Stored dataset items:
--
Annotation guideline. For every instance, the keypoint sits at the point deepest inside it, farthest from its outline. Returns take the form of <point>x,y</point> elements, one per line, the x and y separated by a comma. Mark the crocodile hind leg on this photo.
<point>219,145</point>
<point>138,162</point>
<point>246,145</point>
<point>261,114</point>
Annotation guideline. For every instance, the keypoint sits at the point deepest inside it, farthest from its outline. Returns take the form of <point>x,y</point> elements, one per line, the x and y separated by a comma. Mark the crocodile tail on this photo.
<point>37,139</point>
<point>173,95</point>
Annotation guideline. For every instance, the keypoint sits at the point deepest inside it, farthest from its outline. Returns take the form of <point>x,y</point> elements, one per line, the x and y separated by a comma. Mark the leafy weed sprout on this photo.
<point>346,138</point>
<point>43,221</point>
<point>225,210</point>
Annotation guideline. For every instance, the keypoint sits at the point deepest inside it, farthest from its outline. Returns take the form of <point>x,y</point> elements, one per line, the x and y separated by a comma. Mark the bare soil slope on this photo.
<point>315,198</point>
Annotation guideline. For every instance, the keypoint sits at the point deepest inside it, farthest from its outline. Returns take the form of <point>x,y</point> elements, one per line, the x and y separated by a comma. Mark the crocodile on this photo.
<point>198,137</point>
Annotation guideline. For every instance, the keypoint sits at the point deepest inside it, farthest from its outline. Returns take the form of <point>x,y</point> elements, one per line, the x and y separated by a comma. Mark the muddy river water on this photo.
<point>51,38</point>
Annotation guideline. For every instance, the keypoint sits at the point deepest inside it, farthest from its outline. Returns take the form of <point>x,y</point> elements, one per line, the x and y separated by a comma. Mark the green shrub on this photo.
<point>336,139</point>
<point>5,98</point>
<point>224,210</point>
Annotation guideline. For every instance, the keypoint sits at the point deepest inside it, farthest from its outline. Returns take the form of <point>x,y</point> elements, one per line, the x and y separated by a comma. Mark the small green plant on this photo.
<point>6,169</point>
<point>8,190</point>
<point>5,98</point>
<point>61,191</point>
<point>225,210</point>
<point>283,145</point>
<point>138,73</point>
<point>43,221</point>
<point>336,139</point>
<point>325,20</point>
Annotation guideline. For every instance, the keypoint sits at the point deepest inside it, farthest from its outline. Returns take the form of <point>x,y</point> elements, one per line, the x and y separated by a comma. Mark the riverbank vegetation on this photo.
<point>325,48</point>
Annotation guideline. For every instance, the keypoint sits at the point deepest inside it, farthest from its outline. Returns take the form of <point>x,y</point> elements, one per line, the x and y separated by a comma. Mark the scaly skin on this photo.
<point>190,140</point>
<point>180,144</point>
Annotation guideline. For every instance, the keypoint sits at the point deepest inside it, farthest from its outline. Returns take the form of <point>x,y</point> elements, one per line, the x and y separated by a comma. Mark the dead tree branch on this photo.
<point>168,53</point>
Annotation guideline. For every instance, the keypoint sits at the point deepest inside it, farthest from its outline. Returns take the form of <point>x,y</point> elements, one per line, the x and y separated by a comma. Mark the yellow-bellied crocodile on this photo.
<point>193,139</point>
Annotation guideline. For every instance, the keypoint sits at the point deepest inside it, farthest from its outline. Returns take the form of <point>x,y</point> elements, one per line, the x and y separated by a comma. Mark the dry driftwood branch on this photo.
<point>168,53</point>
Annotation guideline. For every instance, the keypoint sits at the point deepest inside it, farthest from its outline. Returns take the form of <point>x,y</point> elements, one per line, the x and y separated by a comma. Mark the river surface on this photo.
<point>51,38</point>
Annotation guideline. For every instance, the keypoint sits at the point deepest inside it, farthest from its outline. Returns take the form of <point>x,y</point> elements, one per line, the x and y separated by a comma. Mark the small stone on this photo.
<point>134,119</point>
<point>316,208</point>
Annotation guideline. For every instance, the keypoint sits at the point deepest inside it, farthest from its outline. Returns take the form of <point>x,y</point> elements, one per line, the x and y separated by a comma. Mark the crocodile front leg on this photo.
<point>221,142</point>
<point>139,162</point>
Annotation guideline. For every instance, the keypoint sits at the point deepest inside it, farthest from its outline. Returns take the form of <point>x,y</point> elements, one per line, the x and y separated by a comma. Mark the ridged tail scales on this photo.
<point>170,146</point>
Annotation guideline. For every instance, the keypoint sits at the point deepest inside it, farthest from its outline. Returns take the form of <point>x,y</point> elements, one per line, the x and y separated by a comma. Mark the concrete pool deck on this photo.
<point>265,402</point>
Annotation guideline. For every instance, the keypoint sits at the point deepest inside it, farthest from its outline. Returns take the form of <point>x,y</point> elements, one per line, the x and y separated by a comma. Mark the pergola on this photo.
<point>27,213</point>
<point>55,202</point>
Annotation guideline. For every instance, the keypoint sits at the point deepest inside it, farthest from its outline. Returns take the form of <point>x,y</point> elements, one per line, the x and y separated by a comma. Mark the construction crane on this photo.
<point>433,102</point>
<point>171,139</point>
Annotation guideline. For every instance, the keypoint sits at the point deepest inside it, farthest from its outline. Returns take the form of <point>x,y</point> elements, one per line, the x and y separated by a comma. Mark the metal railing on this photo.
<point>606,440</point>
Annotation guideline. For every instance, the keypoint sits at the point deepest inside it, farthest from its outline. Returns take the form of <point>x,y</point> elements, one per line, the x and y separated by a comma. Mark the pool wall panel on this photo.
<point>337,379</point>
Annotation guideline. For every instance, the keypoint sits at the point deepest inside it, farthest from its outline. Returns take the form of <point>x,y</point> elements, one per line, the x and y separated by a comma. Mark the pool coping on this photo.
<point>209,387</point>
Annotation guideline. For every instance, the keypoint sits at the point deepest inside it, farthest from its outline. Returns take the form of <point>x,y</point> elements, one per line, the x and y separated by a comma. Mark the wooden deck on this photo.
--
> _What you are asked to do_:
Each line of the data is to be restated exactly.

> _Reply to the task_:
Annotation guideline. For every instance, the keypoint sits at the point deepest inside it, farthest from its outline. Returns take the form of <point>x,y</point> elements, one per line, the x and y separated by a comma. Mark the crocodile hind leg on this photo.
<point>219,145</point>
<point>138,162</point>
<point>246,145</point>
<point>261,114</point>
Annotation guideline. For every instance, the keypoint sits at the point deepest inside it, farthest from its outline. Returns take the form of <point>x,y</point> elements, one per line, the x and y separated by a comma. Mark the crocodile tail on this photo.
<point>37,139</point>
<point>173,95</point>
Annotation guideline. For every instance, the keypoint sits at the point deepest inside it, farthest from its outline. Returns take the form of <point>x,y</point> elements, one per line, the x and y separated by a comma. Mark the leafy weed sprout on this photo.
<point>346,138</point>
<point>43,221</point>
<point>225,210</point>
Annotation guideline. For every instance, the keypoint sits at the point deepest inside it, farthest from its outline. Returns take the form of <point>x,y</point> elements, one per line, the x and y separated by a comma. Mark the bare soil slope on this photo.
<point>315,198</point>
Annotation guideline. For every instance, the keypoint sits at the point deepest inside it, farthest from its outline. Returns take the form of <point>x,y</point> elements, one per line, the x and y separated by a comma. Mark the crocodile on this photo.
<point>198,137</point>
Annotation guideline. For every instance, the keypoint sits at the point deepest inside it, farthest from its outline. Returns take the form of <point>x,y</point> elements, one per line, the x and y separated by a comma. Mark the muddy river water on this photo.
<point>51,38</point>
Annotation guideline. For every instance, the keypoint sits at the point deepest inside it, farthest from its outline. Returns take the form of <point>x,y</point> elements, one per line, the x and y separated by a comma. Mark the green shrub on this photo.
<point>336,139</point>
<point>5,98</point>
<point>224,210</point>
Annotation guideline. For every instance, the keypoint sits at the point deepest inside it, farthest from its outline. Returns take the form of <point>x,y</point> elements, one per line, the x and y separated by a comma. Mark the small green plant on this photo.
<point>6,169</point>
<point>8,190</point>
<point>5,98</point>
<point>61,191</point>
<point>225,210</point>
<point>283,145</point>
<point>138,73</point>
<point>43,221</point>
<point>336,139</point>
<point>325,20</point>
Annotation guideline. For every instance, the keypoint sits at the point deepest inside it, farthest from its outline. Returns take the form of <point>x,y</point> elements, one per line, the x and y separated by a comma. Mark the riverbank vegetation on this photo.
<point>325,48</point>
Annotation guideline. For every instance, the keypoint sits at the point deepest inside it, farthest from its outline. Returns take the form of <point>x,y</point> elements, one per line, the x and y separated by a comma. Mark the scaly skin on this photo.
<point>190,140</point>
<point>180,144</point>
Annotation guideline. For every instance, the keypoint sits at the point deepest inside it, farthest from its outline. Returns take the form of <point>x,y</point> elements, one per line, the x and y separated by a comma. Mark the dead tree branch on this photo.
<point>168,53</point>
Annotation guideline. For every instance, the keypoint sits at the point deepest inside it, farthest from its outline. Returns take the form of <point>x,y</point> elements, one per line, the x and y separated by a comma. Mark the yellow-bellied crocodile on this photo.
<point>193,139</point>
Annotation guideline. For every instance, the keypoint sits at the point deepest inside it, farthest from its outline. Returns take the form of <point>x,y</point> elements, one per line, the x and y separated by a comma. Mark the dry driftwood branch on this photo.
<point>168,53</point>
Annotation guideline. For every instance, the keypoint sits at the point deepest inside it, farthest from its outline. Returns take the form of <point>x,y</point> elements, one per line, the x and y separated by a comma. Mark the river surface on this photo.
<point>51,38</point>
Annotation guideline. For every instance, the keypoint sits at the point deepest inside it, farthest from its outline. Returns take the form of <point>x,y</point> elements, one per line, the x and y separated by a comma. Mark the small stone on this photo.
<point>134,119</point>
<point>316,208</point>
Annotation guideline. For every instance, the keypoint sits at the point deepest inside it, farthest from its outline. Returns take the form of <point>x,y</point> elements, one per line, the x and y separated by a comma. Mark the crocodile front leg on this photo.
<point>221,142</point>
<point>139,162</point>
Annotation guideline. For every instance, the keypoint sits at the point deepest inside it, farthest from its outline. Returns take the form of <point>x,y</point> elements, one per line, the x and y separated by a comma. Mark the ridged tail scales on this photo.
<point>170,146</point>
Annotation guideline. For every instance, the keypoint sits at the point deepest inside it, farthest from its outline. Returns take the form of <point>x,y</point> elements, one per line, the x and y separated by a comma. Mark the concrete pool deck on this photo.
<point>265,402</point>
Annotation guideline. For every instance, the keypoint sits at the point deepest inside it, farthest from its outline. Returns take the form of <point>x,y</point> elements, one per line, the x and y separated by a comma. Mark the pergola on this photo.
<point>27,213</point>
<point>55,202</point>
Annotation guideline. For every instance, the keypoint sits at the point deepest inside it, farthest from its outline. Returns take the form of <point>x,y</point> elements, one per line, the x and y separated by a comma. Mark the construction crane on this photo.
<point>433,102</point>
<point>171,139</point>
Annotation guideline. For every instance, the keypoint sits at the point deepest inside it, farthest from its outline. Returns take the form of <point>x,y</point> elements, one per line, the x and y separated by a comma. Mark the metal railing on this photo.
<point>606,440</point>
Annotation guideline. For every instance, the keypoint sits at the point deepest inside it, farthest from its outline. Returns take the form of <point>x,y</point> elements, one per line, the x and y separated by a comma. Mark the pool wall panel on this photo.
<point>337,379</point>
Annotation guideline. For every instance, the keypoint sits at the point deepest inside it, farthest from its outline. Returns take the form of <point>x,y</point> elements, one per line, the x and y separated by a comma. Mark the pool coping on this photo.
<point>209,387</point>
Annotation guideline. For every instance, the keypoint sits at the point deepest inside it, farthest from its outline. Returns take the form of <point>x,y</point> elements, one per line, the x and y separated by a comma. Mark the wooden deck on this photo.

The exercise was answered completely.